* 任务目标:
请改写光纤陀螺可靠性评估那段文字中介于“关键词：可靠性评估;故障树模型;蒙特卡罗法;修复率;光纤陀螺冗余系统”与“光纤陀螺冗余可修系统可靠性。”之间（含两端）的部分，并把其中的“光纤陀螺”换成“激光陀螺”。

* 文本段落:
=-=-=-=-=
作者：杨茜茜, 耿丽松, 张宇

作者单位：中国飞行试验研究院，陕西 西安 710089

关键词：可靠性评估;故障树模型;蒙特卡罗法;修复率;光纤陀螺冗余系统

摘要：

为获得光纤陀螺冗余可修系统的可靠性，提出一种将故障树模型与蒙特卡洛仿真相结合的新方法。首先，基于系统的逻辑结构建立故障树模型；然后，采用蒙特卡洛法对模型进行求解，在陀螺失效率一定的情况下，通过蒙特卡洛仿真方法，描绘不同维修条件下冗余系统的稳态可用度收敛曲线，给出光纤陀螺不同修复率时的系统可靠性指标；最后，通过对算例分析得出：当组成冗余系统的单个光纤陀螺修复率分别为：1/24，1/168，1/720，1/8760 次/h时，对应的系统稳态不可用度分别约为：2.6×10^–7、8×10^–6、1.43×10^–4和1.75×10^–2。由此验证和比较得出，单个光纤陀螺修复率越高，其组成的可修复冗余系统可用度越高，且该方法能够通过直观模拟和理论计算获取系统丰富的可靠性指标，有效评估光纤陀螺冗余可修系统可靠性。
=-=-=-=-=
* 材料:
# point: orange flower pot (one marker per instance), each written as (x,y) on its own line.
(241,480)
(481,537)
=-=-=-=-=
* 书面解答:
关键词：可靠性评估;故障树模型;蒙特卡罗法;修复率;激光陀螺冗余系统

摘要：

为获得激光陀螺冗余可修系统的可靠性，提出一种将故障树模型与蒙特卡洛仿真相结合的新方法。首先，基于系统的逻辑结构建立故障树模型；然后，采用蒙特卡洛法对模型进行求解，在陀螺失效率一定的情况下，通过蒙特卡洛仿真方法，描绘不同维修条件下冗余系统的稳态可用度收敛曲线，给出激光陀螺不同修复率时的系统可靠性指标；最后，通过对算例分析得出：当组成冗余系统的单个激光陀螺修复率分别为：1/24，1/168，1/720，1/8760 次/h时，对应的系统稳态不可用度分别约为：2.6×10^–7、8×10^–6、1.43×10^–4和1.75×10^–2。由此验证和比较得出，单个激光陀螺修复率越高，其组成的可修复冗余系统可用度越高，且该方法能够通过直观模拟和理论计算获取系统丰富的可靠性指标，有效评估激光陀螺冗余可修系统可靠性。